[Photo object pointing records]
+--

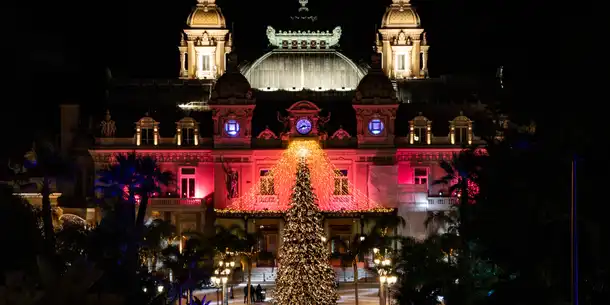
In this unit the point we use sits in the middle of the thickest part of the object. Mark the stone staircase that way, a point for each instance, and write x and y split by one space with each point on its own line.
268 274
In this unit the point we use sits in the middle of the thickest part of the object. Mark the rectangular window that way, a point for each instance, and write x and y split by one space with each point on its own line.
187 183
188 136
419 135
400 62
267 183
341 183
205 65
420 176
147 136
460 135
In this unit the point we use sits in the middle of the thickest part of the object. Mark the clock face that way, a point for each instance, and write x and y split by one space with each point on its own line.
303 126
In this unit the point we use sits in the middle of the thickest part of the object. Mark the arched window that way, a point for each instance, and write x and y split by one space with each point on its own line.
376 126
187 132
460 132
420 130
147 131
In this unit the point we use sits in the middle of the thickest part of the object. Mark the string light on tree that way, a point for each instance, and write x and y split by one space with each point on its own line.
323 178
305 276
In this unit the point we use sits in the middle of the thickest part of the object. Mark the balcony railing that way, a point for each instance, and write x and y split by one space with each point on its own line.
437 201
194 202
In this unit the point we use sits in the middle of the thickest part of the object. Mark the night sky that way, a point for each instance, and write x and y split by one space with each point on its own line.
62 48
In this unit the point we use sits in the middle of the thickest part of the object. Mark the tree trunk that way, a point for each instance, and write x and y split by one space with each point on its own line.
356 280
249 280
47 215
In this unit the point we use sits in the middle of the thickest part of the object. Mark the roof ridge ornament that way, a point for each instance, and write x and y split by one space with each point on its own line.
276 38
303 7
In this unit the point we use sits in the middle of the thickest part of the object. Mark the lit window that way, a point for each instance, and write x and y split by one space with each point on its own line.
376 126
267 183
187 182
232 128
461 135
205 65
420 176
188 136
419 135
400 62
147 136
341 183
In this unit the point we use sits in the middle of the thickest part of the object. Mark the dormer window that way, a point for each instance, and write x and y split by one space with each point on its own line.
147 131
187 132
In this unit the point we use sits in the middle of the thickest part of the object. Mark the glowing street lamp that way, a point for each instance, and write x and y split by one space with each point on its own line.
221 277
383 263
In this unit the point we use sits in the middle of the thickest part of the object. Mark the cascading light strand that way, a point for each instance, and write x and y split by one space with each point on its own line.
334 192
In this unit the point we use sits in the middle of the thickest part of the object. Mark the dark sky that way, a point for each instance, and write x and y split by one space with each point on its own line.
63 47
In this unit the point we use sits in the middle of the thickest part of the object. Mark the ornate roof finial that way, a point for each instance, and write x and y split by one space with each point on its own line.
303 7
232 62
376 61
205 2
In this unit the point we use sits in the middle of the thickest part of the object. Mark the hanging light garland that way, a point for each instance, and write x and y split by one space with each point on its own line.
334 193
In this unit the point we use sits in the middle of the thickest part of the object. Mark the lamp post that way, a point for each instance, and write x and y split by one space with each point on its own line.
383 264
221 276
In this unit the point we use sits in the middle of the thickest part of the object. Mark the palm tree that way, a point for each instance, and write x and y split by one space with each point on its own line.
189 264
131 176
383 233
156 235
238 241
424 274
44 160
354 249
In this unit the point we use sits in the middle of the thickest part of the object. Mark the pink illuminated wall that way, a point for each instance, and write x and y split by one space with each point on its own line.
204 177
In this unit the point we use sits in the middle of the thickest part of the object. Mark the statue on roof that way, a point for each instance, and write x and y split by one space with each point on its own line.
108 126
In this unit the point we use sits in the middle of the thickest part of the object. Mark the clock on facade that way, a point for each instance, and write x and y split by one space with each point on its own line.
303 126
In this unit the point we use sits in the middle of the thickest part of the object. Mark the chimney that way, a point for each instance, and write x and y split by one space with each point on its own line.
70 116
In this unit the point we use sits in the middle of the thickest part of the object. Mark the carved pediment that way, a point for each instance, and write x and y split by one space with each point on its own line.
340 134
267 134
304 106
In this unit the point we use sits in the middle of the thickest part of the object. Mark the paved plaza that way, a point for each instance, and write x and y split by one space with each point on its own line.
368 294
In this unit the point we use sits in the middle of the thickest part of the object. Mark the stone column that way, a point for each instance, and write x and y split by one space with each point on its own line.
415 58
393 71
199 64
182 64
409 63
425 61
220 57
280 236
388 56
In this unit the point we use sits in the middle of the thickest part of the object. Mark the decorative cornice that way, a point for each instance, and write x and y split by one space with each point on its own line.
426 156
160 156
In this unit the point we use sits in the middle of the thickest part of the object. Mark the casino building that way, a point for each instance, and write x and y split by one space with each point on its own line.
374 134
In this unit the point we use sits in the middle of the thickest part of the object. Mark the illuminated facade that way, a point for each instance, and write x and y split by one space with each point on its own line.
230 132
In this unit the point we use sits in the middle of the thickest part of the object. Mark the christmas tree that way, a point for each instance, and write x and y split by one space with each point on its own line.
305 276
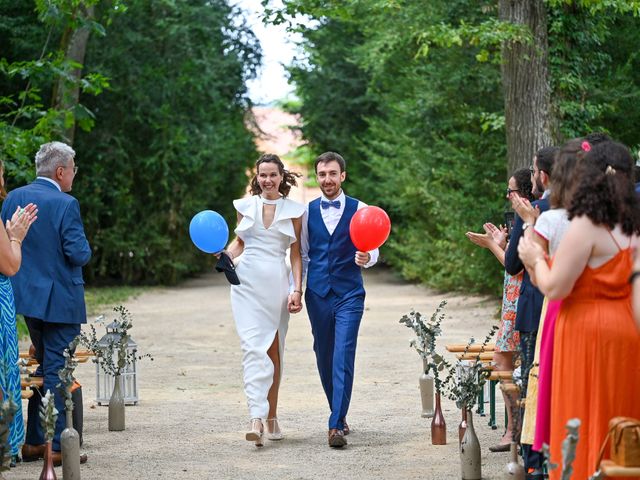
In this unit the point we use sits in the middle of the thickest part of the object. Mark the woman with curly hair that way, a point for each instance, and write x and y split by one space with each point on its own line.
268 224
596 363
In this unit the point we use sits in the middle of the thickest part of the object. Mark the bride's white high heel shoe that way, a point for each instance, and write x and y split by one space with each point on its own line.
255 434
273 429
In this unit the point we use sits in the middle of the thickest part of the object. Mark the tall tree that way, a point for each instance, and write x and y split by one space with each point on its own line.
525 80
66 93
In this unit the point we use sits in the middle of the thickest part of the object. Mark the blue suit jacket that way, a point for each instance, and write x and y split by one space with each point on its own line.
49 285
530 300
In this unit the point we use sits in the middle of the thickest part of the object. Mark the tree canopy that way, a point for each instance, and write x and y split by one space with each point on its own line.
411 93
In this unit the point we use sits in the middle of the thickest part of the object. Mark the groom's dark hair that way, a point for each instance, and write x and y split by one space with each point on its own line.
330 157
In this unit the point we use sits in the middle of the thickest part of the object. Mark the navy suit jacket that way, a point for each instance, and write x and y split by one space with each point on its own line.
531 299
49 284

+--

### Task details
In the records above, find the line containing "Mark the blue"; please retype it and every line after it through the last line, exactly and with nothing else.

### Output below
In this unit the point we use sits in the middle of the thickest part of the object. Mark the blue suit jacket that way, a point for each instance, and write x and y split by one space with each point on its own line.
49 285
530 300
In this unit the point we use sits in the middle of the thickest part of the object. Mark the tree canopy that way, a point for each instance, and write x and y split by one space with each point on its own line.
411 93
In this unit the point we use sits in the middle of the thickest part of the object. Mark the groom's dark hair that way, a point for each instance, and write x and y split by one space with each point on its own line.
330 157
In this unit the point we use sits in the middle of the thickest part of the object. Mark the navy suit jacket that way, a point for each instance, and write x and y split by one space with each point on its own line.
531 299
49 284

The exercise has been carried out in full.